[Data entries]
-------------------------

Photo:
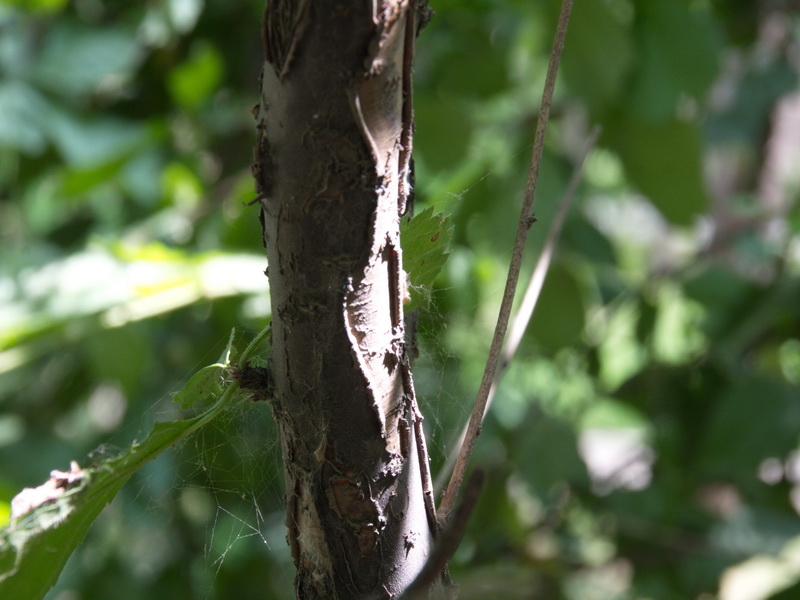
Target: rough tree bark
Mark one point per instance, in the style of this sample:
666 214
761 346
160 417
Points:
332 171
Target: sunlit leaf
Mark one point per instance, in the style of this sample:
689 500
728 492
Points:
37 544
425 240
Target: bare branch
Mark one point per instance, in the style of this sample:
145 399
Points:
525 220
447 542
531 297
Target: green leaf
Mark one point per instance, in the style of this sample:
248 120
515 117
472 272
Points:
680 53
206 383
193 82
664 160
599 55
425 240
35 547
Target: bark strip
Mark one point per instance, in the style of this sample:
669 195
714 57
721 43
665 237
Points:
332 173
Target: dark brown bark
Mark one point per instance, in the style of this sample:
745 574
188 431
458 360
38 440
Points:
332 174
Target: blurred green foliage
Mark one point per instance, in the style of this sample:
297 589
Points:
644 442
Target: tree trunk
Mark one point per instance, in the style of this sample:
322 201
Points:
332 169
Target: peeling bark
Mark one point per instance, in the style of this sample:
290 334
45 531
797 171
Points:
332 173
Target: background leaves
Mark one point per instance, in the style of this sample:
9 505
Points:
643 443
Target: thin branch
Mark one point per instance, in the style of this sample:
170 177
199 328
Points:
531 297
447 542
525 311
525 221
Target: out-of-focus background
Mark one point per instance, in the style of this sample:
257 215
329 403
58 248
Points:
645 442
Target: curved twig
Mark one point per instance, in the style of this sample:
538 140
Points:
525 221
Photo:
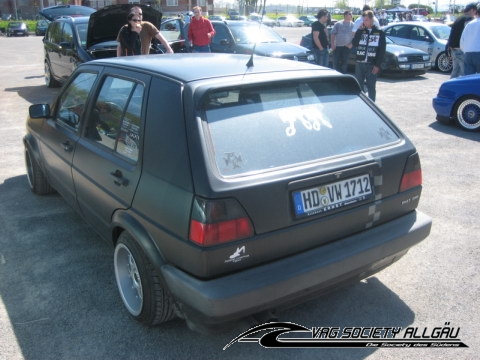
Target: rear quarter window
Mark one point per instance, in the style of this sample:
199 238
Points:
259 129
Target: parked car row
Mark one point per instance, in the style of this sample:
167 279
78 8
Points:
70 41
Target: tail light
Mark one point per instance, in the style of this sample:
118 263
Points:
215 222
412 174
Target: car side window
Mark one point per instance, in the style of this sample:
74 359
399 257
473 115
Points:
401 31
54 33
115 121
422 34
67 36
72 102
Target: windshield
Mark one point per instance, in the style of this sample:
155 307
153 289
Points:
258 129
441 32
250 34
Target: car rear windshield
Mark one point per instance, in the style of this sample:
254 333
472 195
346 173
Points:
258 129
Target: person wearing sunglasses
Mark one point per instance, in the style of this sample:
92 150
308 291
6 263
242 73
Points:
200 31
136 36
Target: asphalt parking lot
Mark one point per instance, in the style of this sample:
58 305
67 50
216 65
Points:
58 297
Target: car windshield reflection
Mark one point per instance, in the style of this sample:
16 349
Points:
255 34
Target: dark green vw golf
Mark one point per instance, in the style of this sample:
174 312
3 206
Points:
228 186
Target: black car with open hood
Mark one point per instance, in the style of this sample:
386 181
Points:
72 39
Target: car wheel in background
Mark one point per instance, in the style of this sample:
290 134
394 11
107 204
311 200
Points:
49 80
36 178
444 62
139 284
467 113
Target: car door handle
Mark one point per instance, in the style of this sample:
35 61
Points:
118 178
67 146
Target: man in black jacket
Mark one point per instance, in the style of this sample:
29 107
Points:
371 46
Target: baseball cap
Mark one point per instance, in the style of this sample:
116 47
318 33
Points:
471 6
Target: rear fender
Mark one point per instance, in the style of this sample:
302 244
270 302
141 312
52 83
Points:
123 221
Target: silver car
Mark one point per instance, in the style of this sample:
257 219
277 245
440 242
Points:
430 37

-------------------------

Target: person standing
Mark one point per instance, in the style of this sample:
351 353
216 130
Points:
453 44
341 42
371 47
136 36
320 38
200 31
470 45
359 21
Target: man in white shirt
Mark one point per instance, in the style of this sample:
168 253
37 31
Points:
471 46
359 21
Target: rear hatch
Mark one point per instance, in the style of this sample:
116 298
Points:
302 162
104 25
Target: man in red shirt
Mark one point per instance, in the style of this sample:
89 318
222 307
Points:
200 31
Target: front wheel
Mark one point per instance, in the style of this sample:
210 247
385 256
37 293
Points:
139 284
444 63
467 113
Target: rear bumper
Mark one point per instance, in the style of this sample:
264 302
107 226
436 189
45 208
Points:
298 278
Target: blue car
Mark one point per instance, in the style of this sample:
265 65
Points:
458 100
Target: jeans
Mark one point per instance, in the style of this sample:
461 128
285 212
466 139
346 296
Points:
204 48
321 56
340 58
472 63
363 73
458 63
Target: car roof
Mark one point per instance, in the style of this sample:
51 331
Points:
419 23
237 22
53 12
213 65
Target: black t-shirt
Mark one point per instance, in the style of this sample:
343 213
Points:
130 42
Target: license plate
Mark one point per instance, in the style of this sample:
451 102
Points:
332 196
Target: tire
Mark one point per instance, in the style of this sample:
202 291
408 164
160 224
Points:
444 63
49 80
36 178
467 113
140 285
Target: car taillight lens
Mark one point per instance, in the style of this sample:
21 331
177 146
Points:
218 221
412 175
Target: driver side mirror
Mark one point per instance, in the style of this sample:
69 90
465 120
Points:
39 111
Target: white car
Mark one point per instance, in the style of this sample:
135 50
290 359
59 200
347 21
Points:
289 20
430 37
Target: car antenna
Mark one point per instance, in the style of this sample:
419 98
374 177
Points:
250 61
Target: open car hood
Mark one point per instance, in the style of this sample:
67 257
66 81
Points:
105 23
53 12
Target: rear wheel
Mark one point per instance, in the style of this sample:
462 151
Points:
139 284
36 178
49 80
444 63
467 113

-------------------------

- **Short problem**: Extract each line of the material above that contains the word "black". Treat uppercase and lowercase as different.

- **The result**:
Target: black car with open hood
Target: man in black jacket
Target: black t-shirt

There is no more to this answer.